What you need to do - Reproduce all of the entries below, switching "output" to "result" wherever it occurs and leaving everything else unchanged.

--- --- ---

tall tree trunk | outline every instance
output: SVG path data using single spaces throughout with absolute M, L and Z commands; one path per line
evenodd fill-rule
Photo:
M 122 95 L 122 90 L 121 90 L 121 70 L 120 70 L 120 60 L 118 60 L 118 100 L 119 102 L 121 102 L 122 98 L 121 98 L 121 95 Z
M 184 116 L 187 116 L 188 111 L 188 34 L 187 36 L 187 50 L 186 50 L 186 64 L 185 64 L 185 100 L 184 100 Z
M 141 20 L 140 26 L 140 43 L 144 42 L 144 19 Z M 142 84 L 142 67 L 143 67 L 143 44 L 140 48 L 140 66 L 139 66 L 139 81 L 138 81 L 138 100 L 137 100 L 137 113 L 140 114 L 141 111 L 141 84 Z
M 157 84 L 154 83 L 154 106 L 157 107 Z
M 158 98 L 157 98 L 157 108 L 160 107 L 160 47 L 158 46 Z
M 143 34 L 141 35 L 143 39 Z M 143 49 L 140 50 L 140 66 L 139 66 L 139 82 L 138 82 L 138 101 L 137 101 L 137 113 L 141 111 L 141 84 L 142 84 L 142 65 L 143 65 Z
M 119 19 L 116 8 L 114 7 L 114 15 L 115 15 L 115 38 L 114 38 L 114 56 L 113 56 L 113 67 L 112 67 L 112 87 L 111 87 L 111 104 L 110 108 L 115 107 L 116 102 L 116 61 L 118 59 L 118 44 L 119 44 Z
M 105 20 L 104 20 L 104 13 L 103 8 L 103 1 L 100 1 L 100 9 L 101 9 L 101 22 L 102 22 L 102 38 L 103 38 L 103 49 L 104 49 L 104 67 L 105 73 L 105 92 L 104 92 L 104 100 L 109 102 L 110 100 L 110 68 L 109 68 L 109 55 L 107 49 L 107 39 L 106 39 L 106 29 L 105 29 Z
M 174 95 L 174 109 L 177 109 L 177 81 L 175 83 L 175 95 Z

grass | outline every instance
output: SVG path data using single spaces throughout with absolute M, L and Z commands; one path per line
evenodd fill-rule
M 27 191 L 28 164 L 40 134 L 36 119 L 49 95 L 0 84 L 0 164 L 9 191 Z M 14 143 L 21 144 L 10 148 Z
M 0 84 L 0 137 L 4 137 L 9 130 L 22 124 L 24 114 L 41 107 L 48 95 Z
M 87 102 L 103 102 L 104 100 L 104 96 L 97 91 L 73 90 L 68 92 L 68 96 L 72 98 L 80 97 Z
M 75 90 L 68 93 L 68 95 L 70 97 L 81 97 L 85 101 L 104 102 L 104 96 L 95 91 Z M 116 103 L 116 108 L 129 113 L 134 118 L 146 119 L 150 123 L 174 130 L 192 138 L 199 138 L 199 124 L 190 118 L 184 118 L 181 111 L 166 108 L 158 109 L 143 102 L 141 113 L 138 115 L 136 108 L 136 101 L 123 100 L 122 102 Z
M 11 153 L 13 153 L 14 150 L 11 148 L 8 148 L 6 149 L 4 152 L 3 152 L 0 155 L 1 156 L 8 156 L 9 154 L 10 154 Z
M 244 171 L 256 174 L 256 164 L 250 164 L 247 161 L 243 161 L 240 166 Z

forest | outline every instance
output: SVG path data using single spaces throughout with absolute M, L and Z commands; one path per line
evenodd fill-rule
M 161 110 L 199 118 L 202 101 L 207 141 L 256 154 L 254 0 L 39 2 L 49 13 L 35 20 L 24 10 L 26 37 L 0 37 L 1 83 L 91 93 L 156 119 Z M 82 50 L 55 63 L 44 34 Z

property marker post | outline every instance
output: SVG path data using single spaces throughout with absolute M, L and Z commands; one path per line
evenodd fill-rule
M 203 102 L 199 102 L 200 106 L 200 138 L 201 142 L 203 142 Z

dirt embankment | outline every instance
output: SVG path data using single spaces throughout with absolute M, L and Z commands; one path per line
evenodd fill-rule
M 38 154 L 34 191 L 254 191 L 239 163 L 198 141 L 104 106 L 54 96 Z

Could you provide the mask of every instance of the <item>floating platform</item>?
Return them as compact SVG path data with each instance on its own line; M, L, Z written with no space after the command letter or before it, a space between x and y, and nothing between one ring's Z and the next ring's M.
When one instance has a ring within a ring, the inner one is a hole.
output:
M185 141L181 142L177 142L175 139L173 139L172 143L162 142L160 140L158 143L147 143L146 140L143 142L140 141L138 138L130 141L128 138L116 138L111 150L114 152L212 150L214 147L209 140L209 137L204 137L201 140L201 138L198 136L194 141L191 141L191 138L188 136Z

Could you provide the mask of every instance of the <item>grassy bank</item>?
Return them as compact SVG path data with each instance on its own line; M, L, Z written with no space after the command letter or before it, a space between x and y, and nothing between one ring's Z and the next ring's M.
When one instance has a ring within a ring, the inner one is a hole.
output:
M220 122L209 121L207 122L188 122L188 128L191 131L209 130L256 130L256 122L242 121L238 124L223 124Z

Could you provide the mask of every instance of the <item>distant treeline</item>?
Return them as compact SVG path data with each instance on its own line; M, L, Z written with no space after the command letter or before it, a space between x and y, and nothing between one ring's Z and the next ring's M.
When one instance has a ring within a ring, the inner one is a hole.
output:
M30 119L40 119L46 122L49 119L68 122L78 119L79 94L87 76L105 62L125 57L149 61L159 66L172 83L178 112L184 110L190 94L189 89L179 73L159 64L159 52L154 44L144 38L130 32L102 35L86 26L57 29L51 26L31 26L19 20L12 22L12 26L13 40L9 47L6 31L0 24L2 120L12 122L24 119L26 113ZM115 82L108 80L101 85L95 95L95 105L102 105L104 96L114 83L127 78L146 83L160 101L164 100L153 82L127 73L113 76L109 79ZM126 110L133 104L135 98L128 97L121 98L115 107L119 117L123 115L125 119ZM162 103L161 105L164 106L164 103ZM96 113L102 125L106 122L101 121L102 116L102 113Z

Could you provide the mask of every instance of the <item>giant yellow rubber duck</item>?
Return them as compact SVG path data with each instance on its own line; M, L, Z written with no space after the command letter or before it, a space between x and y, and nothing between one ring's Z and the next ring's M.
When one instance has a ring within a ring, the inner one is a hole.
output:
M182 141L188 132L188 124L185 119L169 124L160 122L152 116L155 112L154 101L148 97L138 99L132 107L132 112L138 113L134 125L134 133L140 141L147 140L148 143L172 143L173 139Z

--- --- ---

Task solution -
tall tree trunk | outline every instance
result: SVG path data using single spaces throughout with absolute M, L and Z commands; one path per line
evenodd fill-rule
Photo:
M 122 95 L 122 90 L 121 90 L 121 70 L 120 70 L 120 60 L 118 60 L 118 100 L 119 102 L 121 102 L 122 98 L 121 98 L 121 95 Z
M 184 116 L 187 116 L 188 111 L 188 34 L 187 36 L 187 50 L 186 50 L 186 64 L 185 64 L 185 100 L 184 100 Z
M 141 20 L 140 26 L 140 43 L 144 42 L 144 19 Z M 142 84 L 142 67 L 143 67 L 143 44 L 140 48 L 140 66 L 139 66 L 139 81 L 138 81 L 138 100 L 137 100 L 137 113 L 140 114 L 141 111 L 141 84 Z
M 157 84 L 154 83 L 154 106 L 157 107 Z
M 158 98 L 157 98 L 157 108 L 160 107 L 160 47 L 158 46 Z
M 143 34 L 141 35 L 143 39 Z M 143 49 L 140 50 L 140 66 L 139 66 L 139 82 L 138 82 L 138 101 L 137 101 L 137 113 L 141 111 L 141 84 L 142 84 L 142 65 L 143 65 Z
M 119 19 L 116 8 L 114 7 L 114 15 L 115 15 L 115 38 L 114 38 L 114 56 L 113 56 L 113 67 L 112 67 L 112 87 L 111 87 L 111 104 L 110 108 L 115 107 L 116 102 L 116 61 L 118 59 L 118 44 L 119 44 Z
M 105 20 L 104 20 L 104 13 L 103 8 L 103 1 L 100 1 L 100 9 L 101 9 L 101 22 L 102 22 L 102 38 L 103 38 L 103 49 L 104 49 L 104 67 L 105 73 L 105 92 L 104 92 L 104 100 L 109 102 L 110 100 L 110 68 L 109 68 L 109 55 L 107 49 L 107 39 L 106 39 L 106 29 L 105 29 Z
M 174 95 L 174 109 L 177 109 L 177 81 L 175 83 L 175 95 Z

grass | outline every instance
result: SVG path data using single spaces throughout with absolute M, L and Z commands; one path per line
evenodd fill-rule
M 27 191 L 28 164 L 40 134 L 36 119 L 49 95 L 0 84 L 0 164 L 9 191 Z M 14 143 L 21 144 L 10 148 Z
M 0 84 L 0 137 L 4 137 L 9 130 L 22 124 L 24 114 L 41 107 L 48 95 Z
M 87 102 L 103 102 L 104 100 L 104 96 L 97 91 L 73 90 L 68 92 L 68 96 L 72 98 L 80 97 Z
M 75 90 L 68 93 L 68 95 L 70 97 L 81 97 L 85 101 L 104 102 L 104 96 L 95 91 Z M 116 103 L 116 108 L 129 113 L 134 118 L 146 119 L 150 123 L 174 130 L 192 138 L 199 138 L 199 124 L 190 118 L 184 118 L 181 111 L 166 108 L 158 109 L 143 102 L 141 113 L 138 115 L 136 108 L 136 101 L 123 100 L 122 102 Z
M 11 153 L 13 153 L 14 150 L 11 148 L 8 148 L 6 149 L 4 152 L 3 152 L 0 155 L 1 156 L 8 156 L 9 154 L 10 154 Z
M 244 171 L 256 174 L 256 164 L 250 164 L 247 161 L 243 161 L 240 166 Z

forest | outline every instance
result: SVG path data using single spaces throughout with absolute M, L and Z commands; one path per line
evenodd fill-rule
M 161 110 L 199 118 L 202 101 L 207 141 L 256 154 L 254 0 L 39 2 L 49 13 L 35 20 L 24 10 L 26 37 L 0 37 L 1 83 L 91 93 L 156 119 Z M 82 50 L 55 63 L 44 34 Z

property marker post | outline every instance
result: SVG path data using single spaces throughout with absolute M, L and Z commands; one path per line
evenodd fill-rule
M 203 102 L 199 102 L 200 106 L 200 138 L 201 142 L 203 142 Z

dirt embankment | outline every instance
result: SVG path data using single spaces throughout with absolute M, L and Z commands; one path per line
evenodd fill-rule
M 38 154 L 34 191 L 254 191 L 239 163 L 198 141 L 104 106 L 54 96 Z

Could you provide the mask of every instance of the <item>floating platform</item>?
Return them as compact SVG path data with each instance on its own line; M, L, Z written with no space after the command letter or before it, a space between x and y, and nothing between one ring's Z and the next ring's M.
When one instance has a ring within a ring, the inner one is a hole.
result:
M185 141L181 142L177 142L175 139L173 139L172 143L162 142L160 140L158 143L147 143L146 140L143 142L140 141L138 138L130 141L128 138L116 138L111 150L114 152L212 150L214 147L209 140L209 137L204 137L201 140L201 138L198 136L194 141L191 141L191 138L188 136Z

Could you provide the mask of every instance of the <item>grassy bank</item>?
Return them as compact SVG path data with each instance on its own line; M, L, Z written with no space after the command letter or before it, a space between x and y, and nothing between one ring's Z and the next ring's M.
When one instance has a ring within a ring, the inner one is a hole.
result:
M220 122L209 121L207 122L188 122L188 128L191 131L209 130L256 130L256 122L242 121L238 124L223 124Z

Could you provide the mask of every instance of the <item>distant treeline</item>?
Return them as compact SVG path data with each instance on its own line; M, L, Z written with no space after the command letter or before it, a space between x and y, and nothing between one ring's Z and the next ring's M.
When one instance has a ring within a ring, the inner one is a hole.
result:
M30 119L40 119L46 122L49 119L68 122L78 119L79 94L87 76L105 62L125 57L149 61L159 66L172 83L178 112L184 110L190 94L189 89L179 73L159 64L159 52L154 44L144 38L130 32L102 35L86 26L57 29L51 26L31 26L19 20L12 22L12 26L13 40L9 47L6 31L0 24L2 120L12 122L24 119L26 113ZM115 82L108 80L101 85L95 95L95 105L102 105L104 96L114 83L127 78L146 83L160 101L164 100L153 82L127 73L113 76L109 79ZM126 110L133 104L135 98L128 97L121 98L115 107L119 117L123 115L125 119ZM162 103L161 105L164 106L164 103ZM96 113L102 125L106 122L101 121L102 116L102 113Z

Could you provide the mask of every instance of the <item>giant yellow rubber duck</item>?
Return them as compact SVG path data with each instance on its own line; M, L, Z written with no space after the command letter or before it, a space between x and y, and nothing between one ring's Z and the next ring's M.
When one instance has a ring within a ring, the inner one is a hole.
result:
M182 141L188 132L188 124L185 119L169 124L160 122L152 116L155 112L154 101L148 97L138 99L132 107L132 112L138 113L134 125L134 133L140 141L147 140L148 143L172 143L173 139Z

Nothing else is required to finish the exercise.